- Work order: Send back every record word for word, with nothing missing.

Natural-language object grounding data:
-- Opening Marker --

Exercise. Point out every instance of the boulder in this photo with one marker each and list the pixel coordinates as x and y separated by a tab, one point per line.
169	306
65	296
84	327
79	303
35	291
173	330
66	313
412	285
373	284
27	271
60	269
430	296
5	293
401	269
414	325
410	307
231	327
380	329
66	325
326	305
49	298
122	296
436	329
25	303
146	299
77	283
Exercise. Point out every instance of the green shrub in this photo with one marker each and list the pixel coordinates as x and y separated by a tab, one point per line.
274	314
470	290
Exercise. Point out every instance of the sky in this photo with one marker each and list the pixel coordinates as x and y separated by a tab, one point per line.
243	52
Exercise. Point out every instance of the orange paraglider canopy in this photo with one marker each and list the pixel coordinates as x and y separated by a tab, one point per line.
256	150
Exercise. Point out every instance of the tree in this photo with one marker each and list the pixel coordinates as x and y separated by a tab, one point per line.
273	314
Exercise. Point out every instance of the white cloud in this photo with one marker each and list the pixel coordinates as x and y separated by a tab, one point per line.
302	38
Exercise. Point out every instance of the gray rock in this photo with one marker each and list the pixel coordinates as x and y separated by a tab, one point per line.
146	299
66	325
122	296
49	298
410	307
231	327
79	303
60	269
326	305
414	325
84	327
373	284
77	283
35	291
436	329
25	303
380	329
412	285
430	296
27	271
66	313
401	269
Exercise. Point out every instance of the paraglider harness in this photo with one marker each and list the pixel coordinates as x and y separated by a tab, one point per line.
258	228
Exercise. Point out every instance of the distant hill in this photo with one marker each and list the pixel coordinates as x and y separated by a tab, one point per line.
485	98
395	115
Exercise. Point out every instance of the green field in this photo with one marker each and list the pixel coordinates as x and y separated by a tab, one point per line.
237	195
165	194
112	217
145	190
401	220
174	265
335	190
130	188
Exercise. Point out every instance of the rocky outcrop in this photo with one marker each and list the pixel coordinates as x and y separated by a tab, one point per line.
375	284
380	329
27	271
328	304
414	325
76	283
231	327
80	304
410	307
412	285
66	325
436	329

-- Closing Marker --

- Answer:
Exercise. Point out every instance of the boulder in this photo with one marker each and list the pixel coordinates as x and y separated by a tab, one point per line.
169	306
65	296
84	327
79	303
35	291
173	330
66	313
412	285
373	284
27	271
60	269
430	296
5	293
401	269
414	325
410	307
231	327
380	329
66	325
326	305
49	298
122	296
436	329
25	303
146	299
77	283
Exercise. Point out every instance of the green shrub in this photo with one marker each and list the pixel coordinates as x and y separated by a tab, one point per line.
274	314
470	290
Exercise. Point out every instance of the sky in this photo with one marker each and list the pixel coordinates as x and y separated by a tab, one point per line.
243	52
Exercise. Point out every instance of the orange paraglider canopy in this photo with one marker each and list the pixel coordinates as x and y separated by a tab, one point per line.
256	150
Exercise. Point out every instance of the tree in this photo with one marker each and list the pixel coordinates as x and y separated by a tab, one point per line.
273	314
Exercise. Point out every instance of the white cloud in this photo with one marker each and list the pixel coordinates as x and y separated by a tab, one point per line.
302	38
Exercise. Point out every instance of the gray rock in this photo with one marker each and list the pixel coordinates as x and y separated by a tab, one point per line.
146	299
66	325
122	296
49	298
410	307
231	327
79	303
60	269
326	305
414	325
84	327
373	284
77	283
35	291
436	329
25	303
380	329
412	285
430	296
27	271
66	313
401	269
Exercise. Point out every instance of the paraglider harness in this photo with one marker each and list the pixel coordinates as x and y separated by a tab, one point per line.
258	228
Exercise. Point out every instance of the distant hill in this photo with one marker each and list the pixel coordinates as x and y separated by a tab, one point per line.
485	98
395	115
Exercise. Point out every instance of the green field in this photo with one marker each and list the pixel coordinates as x and y separated by a tab, one point per line.
237	195
165	194
112	217
145	190
401	220
174	265
335	190
130	188
Exercise. Point out every instance of the rocky outcrop in this photo with one marker each and list the pixel coordinates as x and y separated by a tab, one point per line.
375	284
380	329
27	271
328	304
414	325
76	283
231	327
80	304
410	307
412	285
66	325
436	329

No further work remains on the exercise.